Instruction: Can you copy the items verbatim, starting at the line that contains "Where can the utility" and ending at the last line of the items?

Stored rows:
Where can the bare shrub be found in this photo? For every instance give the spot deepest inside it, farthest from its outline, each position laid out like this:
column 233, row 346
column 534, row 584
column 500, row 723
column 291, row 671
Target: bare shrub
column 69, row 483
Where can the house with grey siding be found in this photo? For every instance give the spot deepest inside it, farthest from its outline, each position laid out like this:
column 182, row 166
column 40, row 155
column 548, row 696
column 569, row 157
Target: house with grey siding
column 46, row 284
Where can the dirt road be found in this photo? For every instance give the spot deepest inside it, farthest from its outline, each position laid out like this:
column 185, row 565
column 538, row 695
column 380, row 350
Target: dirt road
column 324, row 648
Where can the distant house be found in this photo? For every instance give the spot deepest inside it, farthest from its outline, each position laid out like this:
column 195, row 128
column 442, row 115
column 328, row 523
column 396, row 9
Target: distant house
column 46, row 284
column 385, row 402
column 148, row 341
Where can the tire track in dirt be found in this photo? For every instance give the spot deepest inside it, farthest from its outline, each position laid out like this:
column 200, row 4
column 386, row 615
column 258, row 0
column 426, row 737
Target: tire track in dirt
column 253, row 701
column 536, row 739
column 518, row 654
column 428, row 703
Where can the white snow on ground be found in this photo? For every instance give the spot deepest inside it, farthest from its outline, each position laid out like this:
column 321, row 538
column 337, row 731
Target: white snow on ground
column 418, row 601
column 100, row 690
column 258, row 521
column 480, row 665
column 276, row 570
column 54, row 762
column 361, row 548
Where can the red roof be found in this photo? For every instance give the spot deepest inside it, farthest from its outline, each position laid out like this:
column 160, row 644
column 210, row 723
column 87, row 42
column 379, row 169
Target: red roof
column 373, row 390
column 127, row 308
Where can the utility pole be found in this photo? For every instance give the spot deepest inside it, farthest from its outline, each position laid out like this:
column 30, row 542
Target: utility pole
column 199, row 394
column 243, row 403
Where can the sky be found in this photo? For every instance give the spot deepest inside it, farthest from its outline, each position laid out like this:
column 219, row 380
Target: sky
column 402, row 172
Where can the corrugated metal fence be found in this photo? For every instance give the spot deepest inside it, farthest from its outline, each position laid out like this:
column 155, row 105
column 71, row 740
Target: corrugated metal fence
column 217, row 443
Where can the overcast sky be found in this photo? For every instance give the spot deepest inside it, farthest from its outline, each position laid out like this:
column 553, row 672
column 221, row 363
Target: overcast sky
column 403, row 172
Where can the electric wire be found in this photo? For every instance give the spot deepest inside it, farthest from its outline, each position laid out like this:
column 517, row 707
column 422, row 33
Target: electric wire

Written solution:
Where can the utility pole be found in this photo? For every instance give the spot deepest inside it, farthest from its outline, each position laid out like this:
column 30, row 542
Target: utility pole
column 199, row 394
column 243, row 403
Where can the sky be found in this photo? For every instance give the spot deepest inside it, farthest from its outline, each position laid out like this:
column 219, row 380
Target: sky
column 402, row 172
Where can the corrugated metal fence be found in this photo? For every instance give the spot deepest inside it, farthest from its outline, each position laid out like this:
column 155, row 105
column 71, row 740
Target: corrugated metal fence
column 217, row 443
Where can the overcast sky be found in this photo? For every instance give the spot deepest inside it, farthest from its outline, each position laid out like this:
column 553, row 672
column 221, row 363
Target: overcast sky
column 403, row 172
Where can the electric wire be found in this photo? For every instance give the spot deepest inside it, farthest from its outline, each position laid out like this:
column 517, row 707
column 422, row 33
Target: electric wire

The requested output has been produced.